• **Work task**
Write out the listing from the line with "Identify the wrist" to the line with "Identify the tapered", both lines included, exactly and nothing beyond. Leave pictures out.

• **Material shown**
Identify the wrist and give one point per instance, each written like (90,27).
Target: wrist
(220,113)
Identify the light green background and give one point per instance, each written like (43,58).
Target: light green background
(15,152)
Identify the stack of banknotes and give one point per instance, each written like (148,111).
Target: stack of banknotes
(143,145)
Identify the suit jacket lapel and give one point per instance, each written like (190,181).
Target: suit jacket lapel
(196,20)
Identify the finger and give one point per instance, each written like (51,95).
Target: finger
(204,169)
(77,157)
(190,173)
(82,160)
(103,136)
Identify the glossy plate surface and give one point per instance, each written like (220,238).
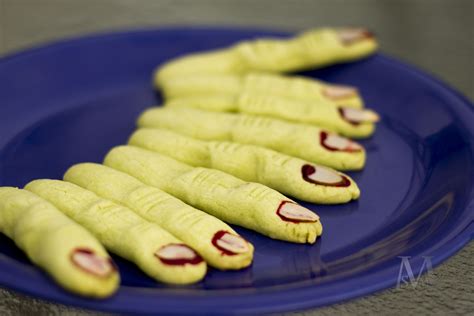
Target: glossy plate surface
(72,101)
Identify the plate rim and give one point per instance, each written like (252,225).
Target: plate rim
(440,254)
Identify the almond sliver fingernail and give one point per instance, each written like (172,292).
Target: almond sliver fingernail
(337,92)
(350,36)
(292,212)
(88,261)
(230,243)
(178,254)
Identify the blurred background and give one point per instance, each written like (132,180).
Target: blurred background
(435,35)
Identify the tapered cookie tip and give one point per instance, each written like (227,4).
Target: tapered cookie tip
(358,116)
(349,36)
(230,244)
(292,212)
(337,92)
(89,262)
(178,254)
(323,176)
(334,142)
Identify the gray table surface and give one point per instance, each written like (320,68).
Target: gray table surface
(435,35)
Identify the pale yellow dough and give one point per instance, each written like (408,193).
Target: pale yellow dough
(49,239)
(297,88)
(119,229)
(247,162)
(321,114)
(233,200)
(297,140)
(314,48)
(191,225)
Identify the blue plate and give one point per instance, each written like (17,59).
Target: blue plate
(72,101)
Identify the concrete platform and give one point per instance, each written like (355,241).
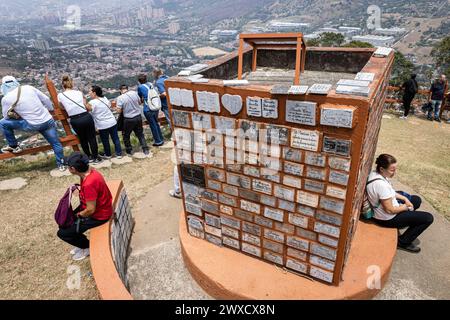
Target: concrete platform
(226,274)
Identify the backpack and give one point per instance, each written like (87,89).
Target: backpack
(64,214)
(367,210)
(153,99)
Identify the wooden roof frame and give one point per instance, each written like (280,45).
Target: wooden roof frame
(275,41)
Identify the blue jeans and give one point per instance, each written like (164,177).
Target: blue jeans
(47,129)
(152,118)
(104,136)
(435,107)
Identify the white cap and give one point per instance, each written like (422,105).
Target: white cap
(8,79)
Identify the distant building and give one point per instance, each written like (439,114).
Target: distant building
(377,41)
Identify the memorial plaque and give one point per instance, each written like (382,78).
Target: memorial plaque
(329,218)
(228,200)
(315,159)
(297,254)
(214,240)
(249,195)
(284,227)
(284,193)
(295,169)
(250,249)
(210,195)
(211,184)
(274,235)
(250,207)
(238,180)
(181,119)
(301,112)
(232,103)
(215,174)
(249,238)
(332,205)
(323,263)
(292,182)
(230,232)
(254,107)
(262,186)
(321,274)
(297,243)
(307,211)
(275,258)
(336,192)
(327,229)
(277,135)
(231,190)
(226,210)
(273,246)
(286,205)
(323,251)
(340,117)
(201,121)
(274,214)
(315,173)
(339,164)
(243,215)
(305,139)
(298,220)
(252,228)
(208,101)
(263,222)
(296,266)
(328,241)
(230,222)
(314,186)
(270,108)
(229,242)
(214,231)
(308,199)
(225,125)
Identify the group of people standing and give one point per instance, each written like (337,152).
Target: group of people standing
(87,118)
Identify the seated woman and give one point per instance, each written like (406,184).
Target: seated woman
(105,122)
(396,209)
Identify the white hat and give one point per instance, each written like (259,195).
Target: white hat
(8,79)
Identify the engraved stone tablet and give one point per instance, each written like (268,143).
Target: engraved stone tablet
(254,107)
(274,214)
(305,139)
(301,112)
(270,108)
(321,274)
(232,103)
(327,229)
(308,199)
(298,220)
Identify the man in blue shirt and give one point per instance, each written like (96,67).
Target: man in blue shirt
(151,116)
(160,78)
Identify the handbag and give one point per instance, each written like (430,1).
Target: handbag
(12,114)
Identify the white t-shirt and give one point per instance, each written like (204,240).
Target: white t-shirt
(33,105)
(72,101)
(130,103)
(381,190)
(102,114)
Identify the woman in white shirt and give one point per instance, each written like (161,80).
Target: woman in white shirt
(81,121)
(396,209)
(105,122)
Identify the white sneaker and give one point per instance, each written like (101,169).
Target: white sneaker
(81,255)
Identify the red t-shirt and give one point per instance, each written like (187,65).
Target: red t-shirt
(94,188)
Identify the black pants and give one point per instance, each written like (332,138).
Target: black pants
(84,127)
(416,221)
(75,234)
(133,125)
---
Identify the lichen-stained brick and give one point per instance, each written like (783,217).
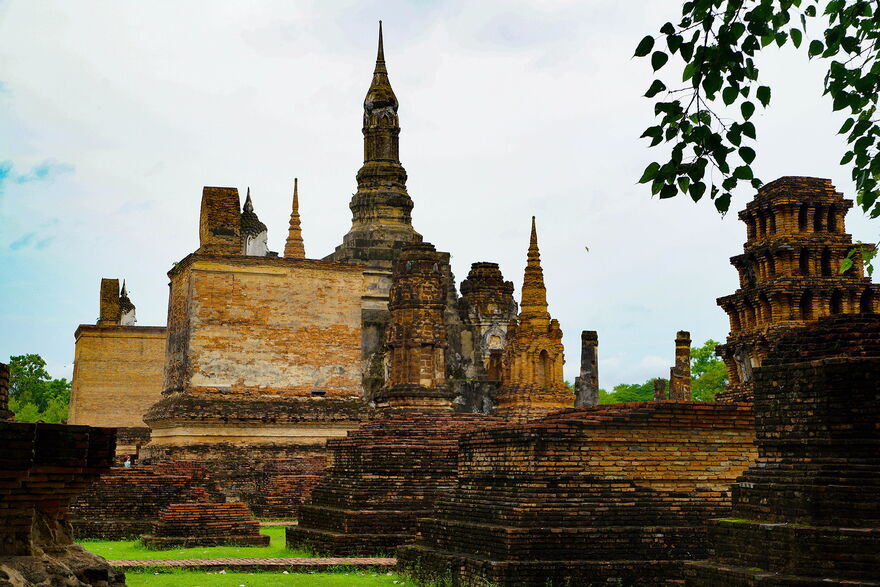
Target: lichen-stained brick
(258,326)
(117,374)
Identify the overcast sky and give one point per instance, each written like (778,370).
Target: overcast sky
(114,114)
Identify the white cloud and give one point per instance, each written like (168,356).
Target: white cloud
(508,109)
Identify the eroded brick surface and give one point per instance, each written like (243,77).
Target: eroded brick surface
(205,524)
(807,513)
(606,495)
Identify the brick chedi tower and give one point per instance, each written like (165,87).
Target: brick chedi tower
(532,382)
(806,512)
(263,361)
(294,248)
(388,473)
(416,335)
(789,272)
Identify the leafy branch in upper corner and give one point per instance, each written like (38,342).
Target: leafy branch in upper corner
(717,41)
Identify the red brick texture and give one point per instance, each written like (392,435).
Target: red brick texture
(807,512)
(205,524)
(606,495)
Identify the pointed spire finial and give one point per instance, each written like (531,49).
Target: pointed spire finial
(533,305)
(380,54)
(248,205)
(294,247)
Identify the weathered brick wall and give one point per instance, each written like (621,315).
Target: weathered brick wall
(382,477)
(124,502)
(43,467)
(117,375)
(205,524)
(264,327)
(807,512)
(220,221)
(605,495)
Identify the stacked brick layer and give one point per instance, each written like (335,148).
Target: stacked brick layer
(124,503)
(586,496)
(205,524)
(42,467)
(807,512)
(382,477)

• **Written answer**
Identify the wrist and give one point per instance, each written like (90,27).
Target: wrist
(220,113)
Identify the light green background and give one point per instance, each written like (43,58).
Target: light green background
(15,152)
Identify the stack of banknotes and give one point per instance, each written like (148,111).
Target: stack of banknotes
(143,145)
Identify the suit jacket lapel and give one point per instance, each written like (190,181).
Target: suit jacket lapel
(196,20)
Identify the finger and give one point per instance, each written like (51,95).
Target: finger
(204,169)
(77,157)
(190,173)
(82,160)
(103,136)
Identify the glossy plate surface and give one point per instance, each written like (220,238).
Target: glossy plate surface
(72,101)
Identify the plate rim and give one point per instance, each written like (252,225).
Target: plate rim
(440,254)
Identify the almond sliver fingernail and give one point per instance, each written like (172,292).
Target: almond sliver fingernail
(337,92)
(350,36)
(292,212)
(88,261)
(230,243)
(178,254)
Identify the blurred background and give one point per instance, each written like (132,180).
Target: blurred background
(435,35)
Identify the tapered cookie tip and give one point per instance, each written like (227,4).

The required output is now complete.